*TASK BRIEF*
Print all the data, keeping every line exactly as it is.

-------

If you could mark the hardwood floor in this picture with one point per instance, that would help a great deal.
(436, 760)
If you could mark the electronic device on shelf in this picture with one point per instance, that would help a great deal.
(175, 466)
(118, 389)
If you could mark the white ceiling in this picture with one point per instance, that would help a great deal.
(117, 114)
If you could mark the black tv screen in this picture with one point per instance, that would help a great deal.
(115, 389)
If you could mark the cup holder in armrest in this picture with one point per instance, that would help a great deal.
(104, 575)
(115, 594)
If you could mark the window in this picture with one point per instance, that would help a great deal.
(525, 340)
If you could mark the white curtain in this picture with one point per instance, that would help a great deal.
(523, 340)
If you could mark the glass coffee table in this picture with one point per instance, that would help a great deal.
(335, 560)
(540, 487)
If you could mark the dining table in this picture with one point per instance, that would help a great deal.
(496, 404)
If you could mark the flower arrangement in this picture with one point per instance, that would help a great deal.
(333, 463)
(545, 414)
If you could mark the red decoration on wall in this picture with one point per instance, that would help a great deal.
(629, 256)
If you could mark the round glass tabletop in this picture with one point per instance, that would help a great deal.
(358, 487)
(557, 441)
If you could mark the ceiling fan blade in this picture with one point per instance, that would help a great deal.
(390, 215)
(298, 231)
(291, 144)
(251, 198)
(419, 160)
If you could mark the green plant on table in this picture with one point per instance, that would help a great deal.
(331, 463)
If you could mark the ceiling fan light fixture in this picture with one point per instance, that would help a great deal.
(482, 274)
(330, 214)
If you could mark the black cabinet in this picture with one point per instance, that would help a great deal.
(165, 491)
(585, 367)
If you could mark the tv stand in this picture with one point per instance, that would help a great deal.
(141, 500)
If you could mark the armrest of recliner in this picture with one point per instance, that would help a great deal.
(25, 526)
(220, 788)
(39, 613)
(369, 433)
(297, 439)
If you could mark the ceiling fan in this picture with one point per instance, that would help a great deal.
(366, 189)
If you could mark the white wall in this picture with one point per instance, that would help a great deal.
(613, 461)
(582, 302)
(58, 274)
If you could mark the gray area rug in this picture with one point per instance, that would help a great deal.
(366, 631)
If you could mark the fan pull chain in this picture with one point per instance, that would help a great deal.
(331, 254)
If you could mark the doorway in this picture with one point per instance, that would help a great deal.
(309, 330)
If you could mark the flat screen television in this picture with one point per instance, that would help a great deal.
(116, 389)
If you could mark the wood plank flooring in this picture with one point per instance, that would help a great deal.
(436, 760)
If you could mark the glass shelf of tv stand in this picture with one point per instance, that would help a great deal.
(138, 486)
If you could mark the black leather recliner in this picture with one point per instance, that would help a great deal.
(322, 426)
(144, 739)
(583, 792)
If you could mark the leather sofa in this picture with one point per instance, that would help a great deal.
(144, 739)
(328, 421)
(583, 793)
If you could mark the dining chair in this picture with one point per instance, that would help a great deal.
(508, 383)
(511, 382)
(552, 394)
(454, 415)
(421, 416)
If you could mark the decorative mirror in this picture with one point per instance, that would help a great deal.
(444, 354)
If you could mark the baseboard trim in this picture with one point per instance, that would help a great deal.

-------

*RESULT OF THIS TASK*
If you could mark the hardwood floor in this picture with one point per instance, that would help a great deal.
(436, 760)
If you could mark the electronic device on shelf in this picture with one point per instance, that would help a great deal.
(175, 466)
(118, 389)
If you could mark the white ceiling in this picture with one point per instance, that would help a great deal.
(117, 114)
If you could mark the black tv screen in this picture with one point per instance, that would help a great deal.
(115, 389)
If you could mark the cup holder in armrest in this picture with one point per instance, that would help a great deal.
(104, 575)
(115, 594)
If you could mark the window in this picture with one point per instance, that would help a great deal.
(525, 340)
If you could mark the white curtain in this picture with one point per instance, that would help a great deal.
(523, 340)
If you could mark the glass coffee table in this picture with one point per instance, that would help a great deal.
(335, 560)
(540, 487)
If you could mark the dining table in this picture with one point per instance, that would help a great deal.
(496, 404)
If you could mark the flower arrangement in this picture with one point per instance, that would help a great deal.
(333, 463)
(545, 414)
If you could mark the red decoration on wall in this picture with one point per instance, that would help a great deal.
(629, 256)
If you could mark the round glass tabletop in this picture with one point per instance, that would help a great deal.
(358, 487)
(557, 441)
If you could mark the ceiling fan blade in this picture with one point per instance, that would help a great deal.
(390, 215)
(298, 231)
(291, 144)
(251, 198)
(419, 160)
If you could mark the green plant on table in this picture with one point per instance, that would help a great deal.
(331, 463)
If you could mark the ceiling fan light fixture in this picture with one point per instance, that would help a great deal.
(482, 274)
(330, 214)
If you could mark the black cabinet in this picture with one point per instance, that would help a great deal.
(165, 491)
(585, 367)
If you could mark the tv stand in this picture with one point per instance, that would help a great deal.
(141, 500)
If you could mark the armrest of recliner in this picture with one point per instance, that would help a great deal.
(25, 526)
(220, 788)
(39, 613)
(369, 433)
(297, 439)
If you could mark the ceiling fan in this picture with one point per instance, that would help a great deal.
(366, 189)
If you could mark the white wall in this picture with one point per instance, that would help a great deal.
(613, 461)
(582, 302)
(58, 274)
If you could mark the gray area rug in this picture with one point per instance, that would help a great deal.
(366, 631)
If you could mark the fan pull chain in this picture with one point per instance, that would help a great deal.
(331, 254)
If you could mark the doorway in this picture with one point per instance, that would help a great deal.
(309, 330)
If you could mark the flat screen television in this picture with one point per instance, that would help a great deal.
(116, 389)
If you could mark the wood plank flooring in this picture with one point per instance, that would help a great deal.
(436, 760)
If you could mark the glass shelf of tv stand in this picture with one point per instance, that would help a great deal.
(138, 486)
If you could mark the black leather recliner in this picture with one point per instance, that would help a great deal.
(322, 426)
(144, 739)
(583, 792)
If you could mark the leather sofa in this picture with one point per instance, that would help a great deal.
(144, 739)
(328, 421)
(583, 793)
If you could mark the dining chair in this picture with one point per instance, that would help a great deal.
(508, 383)
(511, 382)
(552, 394)
(454, 415)
(421, 416)
If you could mark the decorative mirror in this picture with one point per instance, that would help a great deal.
(444, 354)
If you could mark the baseboard trim in this picture with one point per instance, that would help a great deal.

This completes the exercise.